Print out every record exactly as it appears.

----- Supplied material -----

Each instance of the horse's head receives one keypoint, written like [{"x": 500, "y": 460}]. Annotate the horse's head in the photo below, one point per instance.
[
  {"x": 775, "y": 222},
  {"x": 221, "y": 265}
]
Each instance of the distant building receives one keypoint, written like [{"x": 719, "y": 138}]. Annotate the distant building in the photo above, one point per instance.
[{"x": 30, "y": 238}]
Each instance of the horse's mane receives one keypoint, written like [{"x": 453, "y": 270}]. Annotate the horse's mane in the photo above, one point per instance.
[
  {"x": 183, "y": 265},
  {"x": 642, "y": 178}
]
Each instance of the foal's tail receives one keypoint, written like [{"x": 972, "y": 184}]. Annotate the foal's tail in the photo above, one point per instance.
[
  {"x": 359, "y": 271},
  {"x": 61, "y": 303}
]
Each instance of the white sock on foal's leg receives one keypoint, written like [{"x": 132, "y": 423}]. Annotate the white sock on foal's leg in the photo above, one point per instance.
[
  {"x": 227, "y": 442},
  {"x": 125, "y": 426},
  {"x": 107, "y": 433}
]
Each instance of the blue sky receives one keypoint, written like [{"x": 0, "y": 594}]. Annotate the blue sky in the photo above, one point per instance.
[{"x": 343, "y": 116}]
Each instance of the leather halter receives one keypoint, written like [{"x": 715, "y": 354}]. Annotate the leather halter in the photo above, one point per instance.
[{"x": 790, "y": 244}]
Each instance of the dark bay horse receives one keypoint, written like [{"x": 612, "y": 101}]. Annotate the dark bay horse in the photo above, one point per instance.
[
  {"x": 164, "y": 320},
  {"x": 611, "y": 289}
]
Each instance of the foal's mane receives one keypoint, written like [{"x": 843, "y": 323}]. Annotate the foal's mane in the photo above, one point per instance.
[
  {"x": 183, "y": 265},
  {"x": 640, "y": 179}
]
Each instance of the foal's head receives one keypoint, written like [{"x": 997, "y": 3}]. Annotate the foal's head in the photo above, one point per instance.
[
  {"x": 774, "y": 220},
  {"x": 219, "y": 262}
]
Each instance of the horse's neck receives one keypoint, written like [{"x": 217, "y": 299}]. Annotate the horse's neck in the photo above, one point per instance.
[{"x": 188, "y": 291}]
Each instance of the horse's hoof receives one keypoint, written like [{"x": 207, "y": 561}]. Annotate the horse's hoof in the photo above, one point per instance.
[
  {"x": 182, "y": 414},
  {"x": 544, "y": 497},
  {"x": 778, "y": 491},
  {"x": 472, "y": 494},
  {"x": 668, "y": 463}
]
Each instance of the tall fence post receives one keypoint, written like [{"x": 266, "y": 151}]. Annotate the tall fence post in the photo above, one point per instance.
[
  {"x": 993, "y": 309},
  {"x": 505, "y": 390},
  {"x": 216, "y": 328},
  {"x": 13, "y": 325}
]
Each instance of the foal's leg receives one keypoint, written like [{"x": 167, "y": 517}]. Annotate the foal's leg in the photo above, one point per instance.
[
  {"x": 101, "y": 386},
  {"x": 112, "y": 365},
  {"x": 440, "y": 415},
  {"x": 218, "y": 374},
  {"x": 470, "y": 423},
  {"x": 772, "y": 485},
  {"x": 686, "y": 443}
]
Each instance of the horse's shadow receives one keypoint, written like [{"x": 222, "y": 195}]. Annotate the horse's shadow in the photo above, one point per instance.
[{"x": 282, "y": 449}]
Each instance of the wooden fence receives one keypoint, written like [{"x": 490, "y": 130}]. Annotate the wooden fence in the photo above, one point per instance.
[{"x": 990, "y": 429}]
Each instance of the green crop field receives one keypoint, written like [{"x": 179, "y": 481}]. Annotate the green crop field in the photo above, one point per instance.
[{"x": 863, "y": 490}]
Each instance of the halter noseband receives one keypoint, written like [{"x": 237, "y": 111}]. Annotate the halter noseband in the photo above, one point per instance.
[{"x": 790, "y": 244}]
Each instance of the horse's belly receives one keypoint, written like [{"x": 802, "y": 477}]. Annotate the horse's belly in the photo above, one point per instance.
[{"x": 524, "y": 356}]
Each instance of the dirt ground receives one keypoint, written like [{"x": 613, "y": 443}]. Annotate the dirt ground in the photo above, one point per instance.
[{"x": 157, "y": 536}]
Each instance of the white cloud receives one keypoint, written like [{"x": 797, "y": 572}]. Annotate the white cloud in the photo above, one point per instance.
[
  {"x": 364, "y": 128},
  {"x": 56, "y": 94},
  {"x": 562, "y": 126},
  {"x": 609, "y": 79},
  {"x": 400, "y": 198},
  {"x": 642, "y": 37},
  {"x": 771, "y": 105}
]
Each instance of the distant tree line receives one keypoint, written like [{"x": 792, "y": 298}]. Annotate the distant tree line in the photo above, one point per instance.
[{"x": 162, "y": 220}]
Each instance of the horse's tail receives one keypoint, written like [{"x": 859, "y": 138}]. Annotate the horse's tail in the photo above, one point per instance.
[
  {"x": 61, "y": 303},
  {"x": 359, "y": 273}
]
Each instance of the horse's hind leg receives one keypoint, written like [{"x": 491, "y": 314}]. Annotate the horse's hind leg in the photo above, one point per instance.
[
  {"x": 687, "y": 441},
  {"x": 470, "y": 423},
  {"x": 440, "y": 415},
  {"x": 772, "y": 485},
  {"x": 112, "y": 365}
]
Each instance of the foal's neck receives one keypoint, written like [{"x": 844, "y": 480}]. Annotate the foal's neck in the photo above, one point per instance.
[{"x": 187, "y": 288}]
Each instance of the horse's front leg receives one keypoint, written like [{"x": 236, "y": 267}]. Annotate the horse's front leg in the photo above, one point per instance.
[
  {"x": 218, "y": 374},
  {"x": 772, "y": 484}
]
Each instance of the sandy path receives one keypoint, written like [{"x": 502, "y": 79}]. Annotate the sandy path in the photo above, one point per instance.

-----

__Expected answer__
Each instance of the horse's head receives one keypoint, written like [{"x": 500, "y": 460}]. Annotate the horse's head in the photo below, one point per instance.
[
  {"x": 775, "y": 222},
  {"x": 221, "y": 265}
]
Each instance of the distant building receives one keypoint, written like [{"x": 719, "y": 138}]. Annotate the distant building in the photo above, one point per instance.
[{"x": 30, "y": 238}]
Each instance of the horse's mane receives one keypoint, written like [{"x": 453, "y": 270}]. Annotate the horse's mane in the photo above, one point per instance.
[
  {"x": 183, "y": 265},
  {"x": 642, "y": 178}
]
Each instance of the foal's tail receives one keypoint, written like [{"x": 972, "y": 184}]. Annotate the foal's tail in the photo above, one point per instance.
[
  {"x": 359, "y": 271},
  {"x": 61, "y": 303}
]
Each instance of the white sock on foal's leg receives one keypoint, written like [{"x": 132, "y": 423}]. Annotate the white sock on foal's leg in the photo above, one point per instance.
[
  {"x": 227, "y": 442},
  {"x": 125, "y": 426},
  {"x": 107, "y": 433}
]
Each instance of the blue sky receives one keypoint, written like [{"x": 0, "y": 594}]. Annotate the blue sky in the photo above, one point per instance.
[{"x": 343, "y": 116}]
Each instance of the leather halter receives one keypoint, written like [{"x": 715, "y": 354}]. Annotate the leather halter in the photo above, one point per instance.
[{"x": 790, "y": 244}]
Each instance of the dark bay horse receives one keypoint, written like [{"x": 612, "y": 101}]. Annotate the dark bay horse in the photo above, one point per instance.
[
  {"x": 164, "y": 320},
  {"x": 611, "y": 289}
]
Each instance of the foal's mane receives one keypoint, written like [{"x": 843, "y": 323}]. Annotate the foal's mane in the photo above, one point per instance.
[
  {"x": 183, "y": 265},
  {"x": 640, "y": 179}
]
Each instance of the foal's head receives one keypoint, written like [{"x": 997, "y": 3}]. Annotate the foal's head in the photo above, one point per instance.
[
  {"x": 774, "y": 220},
  {"x": 219, "y": 262}
]
Each instance of the horse's neck receives one keypoint, written like [{"x": 217, "y": 299}]. Annotate the horse's neck in the photo above, one point per instance.
[{"x": 188, "y": 291}]
Each instance of the horse's hoof receives one keypoint, written like [{"x": 207, "y": 561}]. Annotate the horse's hoof in the photo above, one point per instance.
[
  {"x": 182, "y": 414},
  {"x": 544, "y": 497},
  {"x": 778, "y": 491},
  {"x": 472, "y": 494},
  {"x": 668, "y": 463}
]
Each instance of the tall fence post receives one keypoint, written like [{"x": 266, "y": 151}]. Annotate the tall fence post in the photo above, one point per instance.
[
  {"x": 993, "y": 309},
  {"x": 505, "y": 390},
  {"x": 216, "y": 328},
  {"x": 13, "y": 325}
]
Each instance of the foal's leg receives one keypoint, written like [{"x": 167, "y": 517}]. Annotate the foal's leg in the photo above, one point per instance.
[
  {"x": 101, "y": 386},
  {"x": 112, "y": 365},
  {"x": 440, "y": 415},
  {"x": 218, "y": 374},
  {"x": 470, "y": 423},
  {"x": 772, "y": 485},
  {"x": 686, "y": 443}
]
Each instance of the horse's shadow receives one keypoint, written like [{"x": 222, "y": 195}]. Annotate the horse's shadow in the photo above, one point per instance.
[{"x": 282, "y": 449}]
Each instance of the wooden fence receives one keypoint, written like [{"x": 490, "y": 130}]. Annotate the wooden fence in the photo above, one point per instance.
[{"x": 990, "y": 429}]
Each instance of the green crop field receives one keypoint, written like [{"x": 179, "y": 481}]. Annotate the green crop field in the photo above, one point per instance.
[{"x": 863, "y": 490}]
Each instance of the halter noseband receives one keypoint, written like [{"x": 237, "y": 111}]. Annotate the halter noseband in the photo above, one point per instance.
[{"x": 790, "y": 244}]
Each instance of the horse's belly receives one keypoint, written like [{"x": 802, "y": 477}]. Annotate the horse's belly in the photo above, one point per instance.
[{"x": 524, "y": 356}]
Each instance of the dirt ground receives one keypoint, written like [{"x": 613, "y": 443}]. Annotate the dirt ground in the photo above, one point per instance.
[{"x": 157, "y": 536}]
Each instance of the white cloud receives one keypoint, written like [{"x": 797, "y": 572}]. Annotate the white cloud in the photo above, one point per instance.
[
  {"x": 364, "y": 128},
  {"x": 56, "y": 94},
  {"x": 562, "y": 126},
  {"x": 609, "y": 79},
  {"x": 400, "y": 198},
  {"x": 642, "y": 37},
  {"x": 771, "y": 105}
]
Each instance of the distant tree line receives one keypoint, written like [{"x": 792, "y": 298}]. Annotate the distant tree line in the photo above, one point per instance.
[{"x": 162, "y": 220}]
Each instance of the horse's tail receives one keypoint, written like [{"x": 859, "y": 138}]. Annotate the horse's tail in the photo above, one point per instance.
[
  {"x": 61, "y": 303},
  {"x": 359, "y": 273}
]
Each instance of the horse's hind leg receives one keypoint, written like [{"x": 491, "y": 314}]. Annotate the horse's hind leg in the photo above, one point per instance.
[
  {"x": 687, "y": 441},
  {"x": 470, "y": 423},
  {"x": 440, "y": 415},
  {"x": 772, "y": 485},
  {"x": 112, "y": 365}
]
Each instance of the foal's neck receives one keypoint, written like [{"x": 844, "y": 480}]. Annotate the foal's neck in the photo above, one point per instance.
[{"x": 187, "y": 288}]
Each instance of the horse's front leg receives one keypoint, written like [{"x": 236, "y": 267}]. Annotate the horse's front leg in the photo above, one point per instance.
[
  {"x": 218, "y": 374},
  {"x": 772, "y": 484}
]
Each instance of the sandy path receives one keypoint, written like [{"x": 502, "y": 79}]. Annotate the sandy path in the photo above, one point per instance.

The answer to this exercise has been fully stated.